REQUIRED ACTION — Starting with the line that has "Where can the woman in red", retype each line down to the end of the entries below, without leaving any out or adding any.

===== DATA SHOWN =====

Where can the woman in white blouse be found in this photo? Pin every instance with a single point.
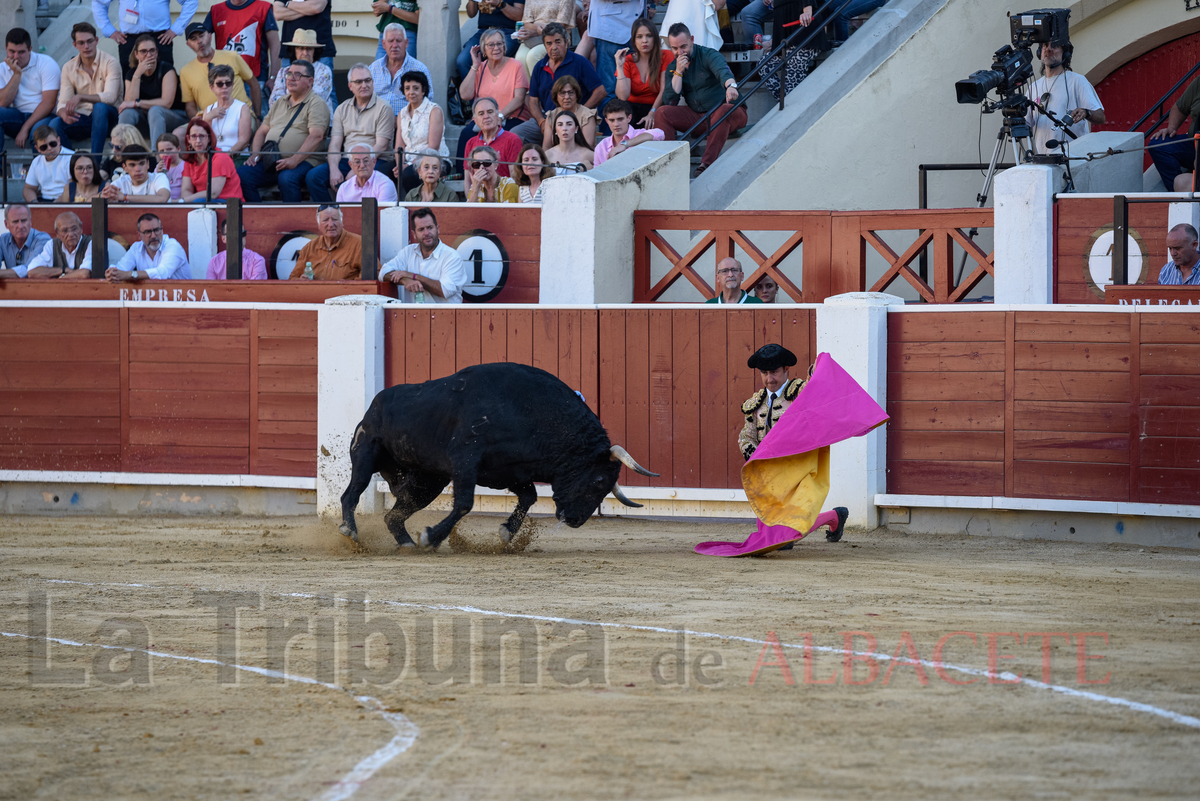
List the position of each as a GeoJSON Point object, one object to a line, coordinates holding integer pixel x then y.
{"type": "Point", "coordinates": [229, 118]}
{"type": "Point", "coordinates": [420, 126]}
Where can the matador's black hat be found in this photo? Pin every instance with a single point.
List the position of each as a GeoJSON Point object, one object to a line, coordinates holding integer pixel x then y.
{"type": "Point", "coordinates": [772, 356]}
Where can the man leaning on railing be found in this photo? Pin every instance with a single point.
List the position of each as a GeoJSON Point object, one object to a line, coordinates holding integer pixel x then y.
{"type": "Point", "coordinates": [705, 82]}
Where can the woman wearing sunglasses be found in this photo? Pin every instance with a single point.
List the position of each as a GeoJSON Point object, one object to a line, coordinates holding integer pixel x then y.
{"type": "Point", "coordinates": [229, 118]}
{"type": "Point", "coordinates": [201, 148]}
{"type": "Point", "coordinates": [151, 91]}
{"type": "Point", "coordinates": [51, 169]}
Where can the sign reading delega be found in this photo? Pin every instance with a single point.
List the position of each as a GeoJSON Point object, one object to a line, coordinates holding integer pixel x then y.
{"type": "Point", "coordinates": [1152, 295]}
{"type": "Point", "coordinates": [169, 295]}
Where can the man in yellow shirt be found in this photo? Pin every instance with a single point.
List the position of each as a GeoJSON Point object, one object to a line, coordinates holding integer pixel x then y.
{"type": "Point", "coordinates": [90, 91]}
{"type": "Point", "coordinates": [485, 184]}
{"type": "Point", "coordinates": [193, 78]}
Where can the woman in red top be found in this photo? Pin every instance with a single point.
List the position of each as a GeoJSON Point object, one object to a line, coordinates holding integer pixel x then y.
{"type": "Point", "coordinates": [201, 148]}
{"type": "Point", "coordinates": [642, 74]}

=====

WRITTEN SOLUTION —
Where can the woman in red top be found in this photo? Pin every instance with a single point.
List the position of each as a GeoJSON Point object, one object to a line, coordinates holding integer pixel x then y.
{"type": "Point", "coordinates": [201, 148]}
{"type": "Point", "coordinates": [642, 74]}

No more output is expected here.